## WHAT IS REQUIRED
Can you arrange every line of the listing below as a JSON list of strings, one string per line, with blank lines skipped and the picture left out?

%%

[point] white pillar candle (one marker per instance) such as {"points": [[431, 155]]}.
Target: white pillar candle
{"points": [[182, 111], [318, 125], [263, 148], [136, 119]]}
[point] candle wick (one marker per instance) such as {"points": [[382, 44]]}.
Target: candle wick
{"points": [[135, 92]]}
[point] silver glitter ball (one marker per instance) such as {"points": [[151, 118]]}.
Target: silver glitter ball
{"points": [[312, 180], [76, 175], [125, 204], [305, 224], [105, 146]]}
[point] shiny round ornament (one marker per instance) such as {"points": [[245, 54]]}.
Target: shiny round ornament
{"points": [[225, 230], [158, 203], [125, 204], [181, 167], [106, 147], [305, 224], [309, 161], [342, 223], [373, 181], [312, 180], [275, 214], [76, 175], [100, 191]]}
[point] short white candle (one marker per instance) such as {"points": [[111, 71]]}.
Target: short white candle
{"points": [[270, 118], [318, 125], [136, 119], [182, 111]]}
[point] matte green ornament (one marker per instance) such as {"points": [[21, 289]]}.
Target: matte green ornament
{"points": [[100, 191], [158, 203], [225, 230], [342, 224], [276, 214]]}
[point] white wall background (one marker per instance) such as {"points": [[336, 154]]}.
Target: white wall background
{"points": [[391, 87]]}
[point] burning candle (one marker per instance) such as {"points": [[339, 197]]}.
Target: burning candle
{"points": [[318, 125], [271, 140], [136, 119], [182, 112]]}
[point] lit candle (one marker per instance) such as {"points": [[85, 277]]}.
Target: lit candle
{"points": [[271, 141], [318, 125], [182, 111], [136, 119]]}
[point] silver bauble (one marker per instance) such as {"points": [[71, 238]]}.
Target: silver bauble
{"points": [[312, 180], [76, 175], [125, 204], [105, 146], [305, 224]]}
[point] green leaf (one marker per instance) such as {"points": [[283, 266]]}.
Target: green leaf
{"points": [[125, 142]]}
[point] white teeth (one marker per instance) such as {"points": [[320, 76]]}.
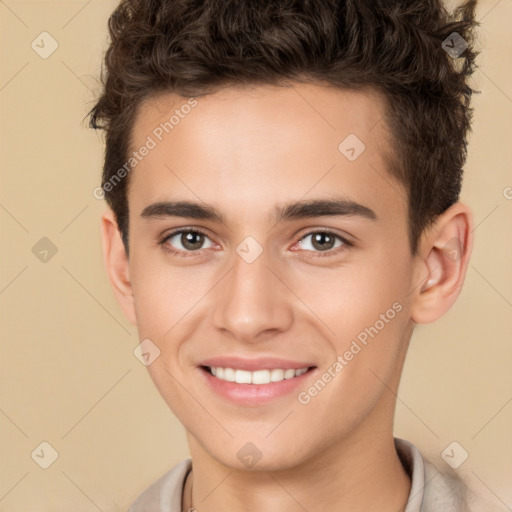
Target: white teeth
{"points": [[256, 377]]}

%%

## RESPONSE
[
  "[point] white pillar candle (one marker per instance) such as {\"points\": [[431, 155]]}.",
  "Target: white pillar candle",
  "{\"points\": [[182, 111], [318, 125], [263, 148], [136, 119]]}",
  "[point] candle wick (one marker per instance) such as {\"points\": [[382, 44]]}.",
  "Target: candle wick",
  "{\"points\": [[135, 92]]}",
  "[point] silver glitter ball (one marker per instance) such as {\"points\": [[151, 118]]}.",
  "Target: silver glitter ball",
  "{\"points\": [[312, 180], [76, 175], [125, 204], [305, 224], [105, 146]]}",
  "[point] shiny round ornament (one marker per instance) such as {\"points\": [[245, 54]]}.",
  "Target: shiny round ornament",
  "{\"points\": [[225, 230], [158, 203], [125, 204], [181, 167], [106, 147], [305, 224], [309, 161], [342, 223], [373, 181], [312, 180], [275, 214], [76, 175], [100, 191]]}",
  "[point] short white candle (one marker per instance) such as {\"points\": [[111, 71]]}.",
  "Target: short white candle",
  "{\"points\": [[270, 118], [318, 125], [136, 119], [182, 111]]}",
  "[point] matte green ornament (one marker per instance) such as {\"points\": [[21, 289]]}.",
  "Target: matte green ornament",
  "{\"points\": [[100, 191], [158, 203], [225, 230], [342, 224], [276, 214]]}",
  "[point] white wall background (one marker per instance) such as {\"points\": [[336, 154]]}.",
  "Target: white wall background",
  "{\"points\": [[391, 87]]}",
  "[point] burning candle (one marker per instance) such as {\"points\": [[339, 197]]}.",
  "Target: burning candle",
  "{\"points\": [[318, 125], [271, 140], [136, 119], [182, 112]]}",
  "[point] lit candle (one marker per instance) such as {\"points\": [[85, 277]]}.",
  "Target: lit candle",
  "{\"points\": [[271, 141], [318, 125], [182, 111], [136, 119]]}",
  "[point] silver bauble (one marker per instance) such as {\"points\": [[71, 238]]}.",
  "Target: silver bauble",
  "{\"points\": [[312, 180], [76, 175], [125, 204], [105, 146], [305, 224]]}",
  "[point] green leaf (one marker per instance) such as {\"points\": [[283, 266]]}.",
  "Target: green leaf",
  "{\"points\": [[125, 142]]}",
  "[point] white teeth (one marker per instance) such as {\"points\": [[320, 76]]}.",
  "Target: white teeth",
  "{\"points\": [[256, 377]]}"
]